:: Page text ::

By: Joseph C. O’Keefe, Daniel L. Saperstein, and Harry N. Hudesman
Editor’s Note: Health Reform Watch is very pleased to welcome Joseph C. O’Keefe, Daniel L. Saperstein, and Harry N. Hudesman, attorneys at Proskauer Rose in Newark, New Jersey, to the blog today. This is Part One of their two-part post; we will feature Part Two tomorrow.
When it comes to vaccinations in the workplace, employers in health care face an expanding web of laws and regulations, with sometimes competing interests. While certain states and government agencies have required and/or encouraged influenza vaccinations for healthcare workers (particularly in hospitals), certain anti-discrimination statutes may protect some of the very same employees from vaccination. The debate over mandatory flu vaccinations even has spilled into collective bargaining. This article examines the growing controversy surrounding mandatory vaccinations and provides guidance to health care employers on how to balance an increasing list of mandates and prohibitions.
Laws/Guidance Requiring or Encouraging Vaccinations
For some time, the Centers for Disease Control and Prevention (CDC) have recommended that healthcare workers receive an annual influenza vaccination to protect themselves and patients. See CDC, Influenza Vaccination Information for Health Care Workers. The Department of Health and Human Services also has set forth the goal of increasing the percentage of healthcare personnel who receive the flu vaccination annually to 90% by 2020. See CDC, Health Care Personnel Flu Vaccination, Internet Panel Survey, United States, November 2012.
Several states also have enacted rules requiring hospitals and other entities to implement flu vaccination mandates or to make such vaccinations available for certain health care workers. See CDC, State Immunization Laws for Healthcare Workers and Patients. For instance, a Massachusetts regulation provides that hospitals must ensure that personnel receive vaccination for seasonal influenza, unless the vaccine is “medically contraindicated” or runs against the individual’s religious beliefs. 105 Mass. Code Regs. 130.325 (2014). A worker also may refuse to vaccinate where he or she signs a statement declining vaccination and certifying that he or she has received information about the vaccine’s risks and benefits.
Colorado has a similar law. 6 Colo. Code Regs. § 1011-1:II-10 (2014). If not exempt, licensed hospitals must provide or make available “an annual influenza vaccine for each of its healthcare workers when the influenza vaccine is readily available.” Hospitals must have a written policy that, at a minimum, ensures each healthcare worker has proof of immunization or a medical exemption signed by an appropriately licensed individual (stating that the flu vaccine is “medically contraindicated” as described in the product labeling approved by the Food & Drug Administration). The policy also must ensure that health care workers who do not have proof of immunization wear masks during flu season when in direct contact with patients and in common areas, “in addition to other standard personal protective equipment.” Colorado also imposes requirements on other “licensed healthcare entities.”

:::

-- Complete the following --
(a) Reproduce word for word the stretch of the vaccination article from "Several states also" through "risks and benefits.".
(b) For each statement, answer yes or no according to the vaccination article and quote the words that settle it. (i) The CDC recommends that healthcare workers receive an annual influenza vaccination. (ii) The Department of Health and Human Services aims to raise annual flu vaccination among healthcare personnel to 90% by 2025. (iii) Under the Colorado rule, healthcare workers without proof of immunization must wear masks only when in direct contact with patients.
The records that follow the vaccination article come from a separate source.

:: Dataset excerpts ::

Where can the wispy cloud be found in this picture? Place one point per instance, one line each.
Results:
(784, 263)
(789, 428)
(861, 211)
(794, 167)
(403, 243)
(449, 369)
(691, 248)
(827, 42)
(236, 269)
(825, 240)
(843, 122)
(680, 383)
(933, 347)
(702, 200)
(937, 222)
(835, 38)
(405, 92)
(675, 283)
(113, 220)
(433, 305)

:::

-- Answers to each task --
(a)
Several states also have enacted rules requiring hospitals and other entities to implement flu vaccination mandates or to make such vaccinations available for certain health care workers. See CDC, State Immunization Laws for Healthcare Workers and Patients. For instance, a Massachusetts regulation provides that hospitals must ensure that personnel receive vaccination for seasonal influenza, unless the vaccine is “medically contraindicated” or runs against the individual’s religious beliefs. 105 Mass. Code Regs. 130.325 (2014). A worker also may refuse to vaccinate where he or she signs a statement declining vaccination and certifying that he or she has received information about the vaccine’s risks and benefits.

(b)
(i) Yes: "the Centers for Disease Control and Prevention (CDC) have recommended that healthcare workers receive an annual influenza vaccination to protect themselves and patients."
(ii) No: "increasing the percentage of healthcare personnel who receive the flu vaccination annually to 90% by 2020."
(iii) No: "wear masks during flu season when in direct contact with patients and in common areas."